### TEXTE

•••

En France, l’augmentation du taux de mortalité infantile reste une triste réalité

Une étude de l’Inserm parue en mars fait état d’une augmentation de 7% de la mortalité infantile en France entre 2012 et 2019. Les chercheurs appellent à une prise de conscience collective vis-à-vis de ce marqueur crucial de santé publique.
L’étude souligne que «près d’un quart des décès (24,4 %) [surviennent lors] du premier jour de vie, et la moitié (47,8 %) au cours de la période néonatale précoce, soit au cours de la première semaine suivant la naissance». (Peter Dazeley/Getty Images)
par Paul Arnould
publié le 31 mai 2022 à 8h15

Une déprimante augmentation. Le taux de mortalité infantile s’accroît chaque année en France depuis 2012 alors même que les Nations unies ont fixé comme objectif principal l’élimination des décès évitables d’enfants d’ici à 2030. L’alerte provient de l’Institut national de la santé et de la recherche médicale (Inserm) dans une étude parue il y a quelques semaines. Le travail scientifique fondé sur des données de l’Insee, en lien avec l’Université de Paris, de l’AP-HP, du CHU de Nantes et des chercheurs de l’Université de Californie, met en évidence une augmentation de 7 % du taux de mortalité infantile entre 2012 et 2019. Précisément, ce sont 1 200 décès supplémentaires par rapport aux voisins européens qui ont lieu chaque année en France parmi les enfants âgés de moins d’un an. L’étude souligne que «près d’un quart des décès (24,4 %) [surviennent lors] du premier jour de vie, et la moitié (47,8 %) au cours de la période néonatale précoce, soit au cours de la première semaine suivant la naissance». Derrière ces chiffres, un constat froid, celui que la France est en recul par rapport à ses voisins européens et notamment la Finlande et la Suède, qui parviennent à faire diminuer ce pourcentage de façon «continue depuis la Seconde Guerre mondiale». «C’est un sujet majeur, car une société qui ne prend pas soin de ses nouveau-nés est une société en difficulté», s’insurge le pédiatre Jean-Christophe Rozé, coauteur de l’étude de l’Inserm.

•••

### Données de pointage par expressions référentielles
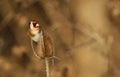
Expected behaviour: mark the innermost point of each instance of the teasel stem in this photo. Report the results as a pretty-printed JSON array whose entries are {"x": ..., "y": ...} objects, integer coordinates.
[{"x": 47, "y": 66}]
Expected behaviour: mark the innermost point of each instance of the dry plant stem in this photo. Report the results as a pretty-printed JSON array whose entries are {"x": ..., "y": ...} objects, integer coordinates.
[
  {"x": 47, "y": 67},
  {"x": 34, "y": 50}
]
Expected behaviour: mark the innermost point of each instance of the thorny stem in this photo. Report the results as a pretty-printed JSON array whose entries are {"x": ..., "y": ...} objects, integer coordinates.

•••

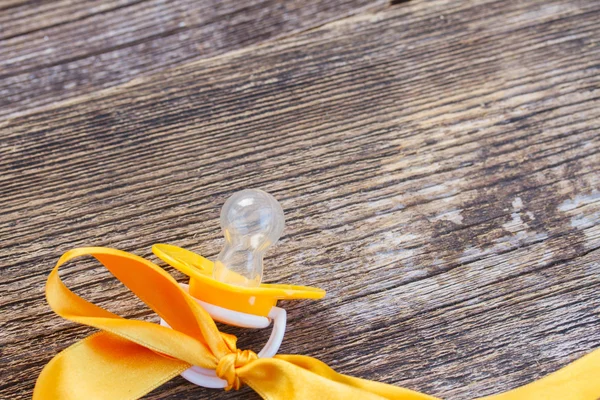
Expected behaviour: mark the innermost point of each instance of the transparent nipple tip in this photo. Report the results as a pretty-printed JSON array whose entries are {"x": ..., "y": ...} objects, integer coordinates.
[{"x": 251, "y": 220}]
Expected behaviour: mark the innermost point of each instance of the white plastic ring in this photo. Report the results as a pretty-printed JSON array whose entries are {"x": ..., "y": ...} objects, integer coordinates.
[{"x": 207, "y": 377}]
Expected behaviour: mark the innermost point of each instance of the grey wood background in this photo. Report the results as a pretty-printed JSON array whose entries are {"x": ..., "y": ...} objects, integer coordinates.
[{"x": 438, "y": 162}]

•••

### ACTIVITÉ
Reprenez mot pour mot, dans l'article sur la mortalité infantile ci-dessus, tout ce qui va de "Une étude de" jusqu'à "de santé publique.".

### SOLUTION
Une étude de l’Inserm parue en mars fait état d’une augmentation de 7% de la mortalité infantile en France entre 2012 et 2019. Les chercheurs appellent à une prise de conscience collective vis-à-vis de ce marqueur crucial de santé publique.